Instruction ▸
Rewrite every line of the material below as a numbered list, leaving out any blank lines.

Data supplied ▸
[Start]

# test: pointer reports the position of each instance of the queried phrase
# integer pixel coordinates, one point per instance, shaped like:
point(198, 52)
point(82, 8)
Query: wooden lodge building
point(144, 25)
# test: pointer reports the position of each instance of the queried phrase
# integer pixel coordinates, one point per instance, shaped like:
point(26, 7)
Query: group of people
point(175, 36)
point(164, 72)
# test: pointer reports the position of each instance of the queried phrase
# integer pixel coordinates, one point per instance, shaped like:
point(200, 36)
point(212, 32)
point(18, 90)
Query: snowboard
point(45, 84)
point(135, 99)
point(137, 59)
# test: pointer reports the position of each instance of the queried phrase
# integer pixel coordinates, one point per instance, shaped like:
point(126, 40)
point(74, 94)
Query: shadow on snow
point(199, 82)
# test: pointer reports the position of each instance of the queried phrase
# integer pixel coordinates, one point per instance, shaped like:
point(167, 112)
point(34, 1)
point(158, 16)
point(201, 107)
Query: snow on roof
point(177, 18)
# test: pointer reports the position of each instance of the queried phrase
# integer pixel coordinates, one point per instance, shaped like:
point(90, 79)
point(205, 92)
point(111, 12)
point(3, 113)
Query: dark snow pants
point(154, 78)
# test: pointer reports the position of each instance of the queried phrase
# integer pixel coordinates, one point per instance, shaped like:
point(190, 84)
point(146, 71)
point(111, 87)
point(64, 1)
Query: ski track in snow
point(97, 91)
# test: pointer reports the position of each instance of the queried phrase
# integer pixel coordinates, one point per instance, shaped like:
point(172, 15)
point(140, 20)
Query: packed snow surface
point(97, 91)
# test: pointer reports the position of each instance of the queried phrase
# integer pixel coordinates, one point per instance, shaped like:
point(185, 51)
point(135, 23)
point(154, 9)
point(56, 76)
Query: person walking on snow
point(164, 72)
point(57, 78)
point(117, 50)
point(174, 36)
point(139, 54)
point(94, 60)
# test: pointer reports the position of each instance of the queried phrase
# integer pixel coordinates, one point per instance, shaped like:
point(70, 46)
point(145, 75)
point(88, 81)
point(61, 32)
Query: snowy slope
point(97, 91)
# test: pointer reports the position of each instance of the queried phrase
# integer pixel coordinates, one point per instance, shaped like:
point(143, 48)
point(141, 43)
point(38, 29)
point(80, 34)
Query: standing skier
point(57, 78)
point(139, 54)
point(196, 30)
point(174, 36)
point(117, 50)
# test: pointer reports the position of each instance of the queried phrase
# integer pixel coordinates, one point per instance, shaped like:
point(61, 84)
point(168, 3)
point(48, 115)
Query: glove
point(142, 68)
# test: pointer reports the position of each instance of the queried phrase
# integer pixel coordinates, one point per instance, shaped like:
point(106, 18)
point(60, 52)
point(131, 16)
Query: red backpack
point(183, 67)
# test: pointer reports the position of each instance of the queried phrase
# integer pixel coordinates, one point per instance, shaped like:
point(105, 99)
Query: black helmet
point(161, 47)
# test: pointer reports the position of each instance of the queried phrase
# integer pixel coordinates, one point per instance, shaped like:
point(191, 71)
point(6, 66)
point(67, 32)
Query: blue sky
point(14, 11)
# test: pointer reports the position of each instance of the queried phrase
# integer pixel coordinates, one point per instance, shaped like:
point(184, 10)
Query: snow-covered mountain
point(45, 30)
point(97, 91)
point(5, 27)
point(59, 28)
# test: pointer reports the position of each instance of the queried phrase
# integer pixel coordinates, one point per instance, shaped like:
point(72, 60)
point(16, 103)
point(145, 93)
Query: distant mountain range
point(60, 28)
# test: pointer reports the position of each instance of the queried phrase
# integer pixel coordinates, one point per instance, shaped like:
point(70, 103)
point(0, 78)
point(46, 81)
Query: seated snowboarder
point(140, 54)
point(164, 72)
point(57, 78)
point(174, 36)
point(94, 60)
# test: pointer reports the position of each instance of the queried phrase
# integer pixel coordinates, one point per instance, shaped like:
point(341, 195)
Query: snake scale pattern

[End]

Response to this exercise ▸
1. # test: pointer reports the position of each instance of the queried phrase
2. # integer pixel coordinates, one point per instance, shaped like:
3. point(198, 52)
4. point(82, 8)
5. Query: wooden lodge building
6. point(144, 25)
7. # test: pointer reports the position of each instance of the queried phrase
8. # integer pixel coordinates, one point per instance, shaped like:
9. point(26, 7)
10. Query: group of people
11. point(175, 36)
12. point(164, 72)
13. # test: pointer reports the position of each instance of the queried phrase
14. # integer pixel coordinates, one point per instance, shaped like:
15. point(200, 36)
16. point(212, 32)
17. point(18, 90)
18. Query: snowboard
19. point(45, 84)
20. point(135, 99)
21. point(137, 59)
22. # test: pointer reports the position of each instance of the queried phrase
23. # integer pixel coordinates, one point per instance, shaped like:
24. point(126, 40)
25. point(74, 94)
26. Query: shadow on snow
27. point(199, 82)
28. # test: pointer reports the position of each instance of the queried phrase
29. # integer pixel coordinates, one point per instance, shaped like:
30. point(167, 112)
31. point(34, 1)
32. point(158, 16)
33. point(201, 107)
34. Query: snow on roof
35. point(177, 18)
36. # test: pointer reports the position of each instance of the queried phrase
37. # integer pixel coordinates, one point per instance, shaped like:
38. point(90, 79)
39. point(205, 92)
40. point(111, 12)
41. point(3, 113)
42. Query: dark snow pants
43. point(154, 78)
44. # test: pointer reports the position of each instance of the queried phrase
45. # integer pixel coordinates, one point per instance, shaped like:
46. point(190, 84)
47. point(146, 71)
48. point(111, 87)
49. point(64, 1)
50. Query: ski track in snow
51. point(97, 91)
52. # test: pointer reports the position of each instance of the queried phrase
53. # integer pixel coordinates, one point per instance, shaped like:
54. point(172, 15)
55. point(140, 20)
56. Query: packed snow surface
57. point(97, 91)
58. # test: pointer reports the position of each instance of the queried phrase
59. # integer pixel coordinates, one point per instance, shaped like:
60. point(185, 51)
61. point(135, 23)
62. point(154, 9)
63. point(56, 76)
64. Query: person walking on snow
65. point(164, 72)
66. point(57, 78)
67. point(117, 50)
68. point(174, 36)
69. point(139, 54)
70. point(94, 60)
71. # test: pointer reports the position of each instance of the queried phrase
72. # integer pixel coordinates, one point per instance, shaped like:
73. point(70, 46)
74. point(145, 75)
75. point(88, 81)
76. point(61, 32)
77. Query: snowy slope
78. point(97, 91)
79. # test: pointer reports the position of each instance of the queried phrase
80. # integer pixel coordinates, one point per instance, shaped like:
81. point(143, 48)
82. point(141, 43)
83. point(38, 29)
84. point(80, 34)
85. Query: standing skier
86. point(57, 78)
87. point(139, 54)
88. point(196, 30)
89. point(174, 36)
90. point(117, 50)
91. # test: pointer reports the position of each instance of the queried phrase
92. # integer pixel coordinates, one point per instance, shaped like:
93. point(61, 84)
94. point(168, 3)
95. point(48, 115)
96. Query: glove
97. point(142, 68)
98. # test: pointer reports the position of each instance of the queried phrase
99. # integer pixel coordinates, one point per instance, shaped like:
100. point(106, 18)
101. point(60, 52)
102. point(131, 16)
103. Query: red backpack
104. point(183, 67)
105. # test: pointer reports the position of each instance of the queried phrase
106. # integer pixel coordinates, one point per instance, shaped like:
107. point(105, 99)
108. Query: black helmet
109. point(161, 47)
110. # test: pointer reports the position of each instance of the queried phrase
111. # integer pixel coordinates, one point per instance, shaped like:
112. point(191, 71)
113. point(6, 66)
114. point(67, 32)
115. Query: blue sky
116. point(14, 11)
117. # test: pointer reports the position of each instance of the queried phrase
118. # integer pixel coordinates, one point per instance, shaped like:
119. point(184, 10)
120. Query: snow-covered mountain
121. point(45, 30)
122. point(97, 91)
123. point(5, 27)
124. point(59, 28)
125. # test: pointer reports the position of each instance of the queried phrase
126. # integer pixel coordinates, one point per instance, shaped like:
127. point(72, 60)
128. point(16, 103)
129. point(145, 93)
130. Query: distant mountain range
131. point(60, 28)
132. # test: pointer reports the position of each instance of the queried phrase
133. # integer pixel coordinates, one point per instance, shaped like:
134. point(70, 103)
135. point(0, 78)
136. point(46, 81)
137. Query: seated snowboarder
138. point(140, 54)
139. point(164, 72)
140. point(57, 78)
141. point(174, 36)
142. point(94, 60)
143. # test: pointer reports the position of each instance of the queried phrase
144. # integer pixel coordinates, one point per instance, shaped like:
145. point(341, 195)
146. Query: snake scale pattern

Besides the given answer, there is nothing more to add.